START Input records
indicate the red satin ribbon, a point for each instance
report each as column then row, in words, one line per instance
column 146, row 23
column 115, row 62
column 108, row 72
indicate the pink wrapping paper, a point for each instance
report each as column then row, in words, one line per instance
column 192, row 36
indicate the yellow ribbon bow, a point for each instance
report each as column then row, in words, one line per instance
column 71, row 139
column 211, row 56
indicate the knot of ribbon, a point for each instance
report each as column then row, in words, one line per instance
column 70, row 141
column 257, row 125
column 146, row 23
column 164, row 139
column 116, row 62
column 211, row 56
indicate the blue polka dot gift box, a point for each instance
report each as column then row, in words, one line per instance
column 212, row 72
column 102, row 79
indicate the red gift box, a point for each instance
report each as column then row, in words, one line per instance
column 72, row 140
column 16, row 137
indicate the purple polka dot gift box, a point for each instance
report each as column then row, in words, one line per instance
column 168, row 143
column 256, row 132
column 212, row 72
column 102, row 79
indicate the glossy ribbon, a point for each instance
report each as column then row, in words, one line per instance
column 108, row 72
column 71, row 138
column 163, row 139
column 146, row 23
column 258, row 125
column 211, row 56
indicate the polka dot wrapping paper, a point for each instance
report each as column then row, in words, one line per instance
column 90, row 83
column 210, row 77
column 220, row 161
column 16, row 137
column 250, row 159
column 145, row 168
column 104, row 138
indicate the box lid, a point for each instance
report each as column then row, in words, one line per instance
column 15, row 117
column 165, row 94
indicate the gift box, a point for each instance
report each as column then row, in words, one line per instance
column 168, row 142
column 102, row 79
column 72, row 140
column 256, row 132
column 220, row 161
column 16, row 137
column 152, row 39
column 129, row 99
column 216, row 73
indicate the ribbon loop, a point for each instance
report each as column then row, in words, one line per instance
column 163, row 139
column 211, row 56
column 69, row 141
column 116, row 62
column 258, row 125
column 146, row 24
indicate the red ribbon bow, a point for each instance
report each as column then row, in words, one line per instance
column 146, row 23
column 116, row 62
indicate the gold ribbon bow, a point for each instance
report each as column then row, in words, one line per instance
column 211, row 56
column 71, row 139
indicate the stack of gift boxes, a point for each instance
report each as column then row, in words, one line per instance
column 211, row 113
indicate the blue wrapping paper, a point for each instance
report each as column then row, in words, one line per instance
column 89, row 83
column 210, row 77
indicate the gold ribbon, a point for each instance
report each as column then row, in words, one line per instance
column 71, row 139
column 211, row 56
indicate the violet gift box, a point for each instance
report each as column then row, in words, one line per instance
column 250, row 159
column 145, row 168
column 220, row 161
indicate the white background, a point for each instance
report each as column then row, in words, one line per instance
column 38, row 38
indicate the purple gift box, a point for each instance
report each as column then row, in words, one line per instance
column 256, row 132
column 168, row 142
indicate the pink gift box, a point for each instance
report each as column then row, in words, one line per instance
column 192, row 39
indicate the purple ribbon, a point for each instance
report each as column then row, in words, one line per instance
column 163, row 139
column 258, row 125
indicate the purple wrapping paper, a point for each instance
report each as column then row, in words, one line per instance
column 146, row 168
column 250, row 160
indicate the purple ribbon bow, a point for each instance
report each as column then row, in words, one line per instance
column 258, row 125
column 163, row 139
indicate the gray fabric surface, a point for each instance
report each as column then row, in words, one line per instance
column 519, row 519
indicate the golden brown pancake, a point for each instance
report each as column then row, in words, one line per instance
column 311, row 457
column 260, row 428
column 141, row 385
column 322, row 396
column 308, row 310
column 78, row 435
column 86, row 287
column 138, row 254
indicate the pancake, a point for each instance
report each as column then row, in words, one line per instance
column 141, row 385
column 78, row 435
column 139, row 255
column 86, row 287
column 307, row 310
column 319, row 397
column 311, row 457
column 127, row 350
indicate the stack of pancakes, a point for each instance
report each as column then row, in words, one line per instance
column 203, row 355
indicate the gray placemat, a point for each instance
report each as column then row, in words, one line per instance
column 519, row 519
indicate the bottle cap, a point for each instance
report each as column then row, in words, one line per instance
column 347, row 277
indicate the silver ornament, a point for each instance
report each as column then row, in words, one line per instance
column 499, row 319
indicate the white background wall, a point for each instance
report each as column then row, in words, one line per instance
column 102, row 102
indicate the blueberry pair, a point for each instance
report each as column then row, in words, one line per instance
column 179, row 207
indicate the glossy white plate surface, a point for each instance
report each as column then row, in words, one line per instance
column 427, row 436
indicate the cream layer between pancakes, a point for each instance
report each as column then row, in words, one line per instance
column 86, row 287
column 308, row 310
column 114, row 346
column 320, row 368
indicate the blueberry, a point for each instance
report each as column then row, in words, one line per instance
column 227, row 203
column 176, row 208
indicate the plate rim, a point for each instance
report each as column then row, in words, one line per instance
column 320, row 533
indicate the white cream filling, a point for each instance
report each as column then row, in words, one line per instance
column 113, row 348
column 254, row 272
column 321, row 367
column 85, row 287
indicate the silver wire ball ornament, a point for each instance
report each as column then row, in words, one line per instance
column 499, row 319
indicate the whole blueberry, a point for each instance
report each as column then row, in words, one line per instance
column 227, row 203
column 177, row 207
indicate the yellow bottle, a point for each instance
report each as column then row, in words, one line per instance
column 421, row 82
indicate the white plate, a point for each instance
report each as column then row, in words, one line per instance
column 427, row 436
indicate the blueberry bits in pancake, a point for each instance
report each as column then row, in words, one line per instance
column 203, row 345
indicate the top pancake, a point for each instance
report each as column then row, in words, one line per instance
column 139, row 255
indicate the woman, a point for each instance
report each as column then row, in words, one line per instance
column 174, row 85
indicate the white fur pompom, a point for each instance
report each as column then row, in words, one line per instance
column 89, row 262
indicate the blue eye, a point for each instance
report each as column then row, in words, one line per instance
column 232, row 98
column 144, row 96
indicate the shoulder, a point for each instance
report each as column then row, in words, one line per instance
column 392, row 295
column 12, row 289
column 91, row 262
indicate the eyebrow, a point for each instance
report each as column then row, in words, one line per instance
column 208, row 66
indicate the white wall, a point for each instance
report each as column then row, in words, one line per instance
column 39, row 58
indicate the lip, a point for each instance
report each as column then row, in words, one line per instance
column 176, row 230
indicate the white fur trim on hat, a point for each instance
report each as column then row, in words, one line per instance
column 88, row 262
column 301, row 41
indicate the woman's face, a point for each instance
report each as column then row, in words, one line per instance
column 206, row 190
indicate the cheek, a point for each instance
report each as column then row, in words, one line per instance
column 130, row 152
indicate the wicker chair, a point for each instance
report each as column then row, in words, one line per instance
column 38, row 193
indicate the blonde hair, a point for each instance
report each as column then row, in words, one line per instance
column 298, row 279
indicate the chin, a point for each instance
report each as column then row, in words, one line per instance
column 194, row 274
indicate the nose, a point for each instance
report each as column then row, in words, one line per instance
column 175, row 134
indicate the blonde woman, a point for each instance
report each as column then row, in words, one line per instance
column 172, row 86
END Input records
◆ Task to complete ◆
Copy the material above word for word, from the line containing "indicate the blue eye, a" up to and including the line containing "column 91, row 262".

◆ Expected answer ◆
indicate the blue eye, a point for each instance
report each as column then row, in words, one line per instance
column 232, row 98
column 144, row 96
indicate the shoulder, a point for each instance
report each as column then row, in words, one line per instance
column 392, row 295
column 12, row 289
column 91, row 262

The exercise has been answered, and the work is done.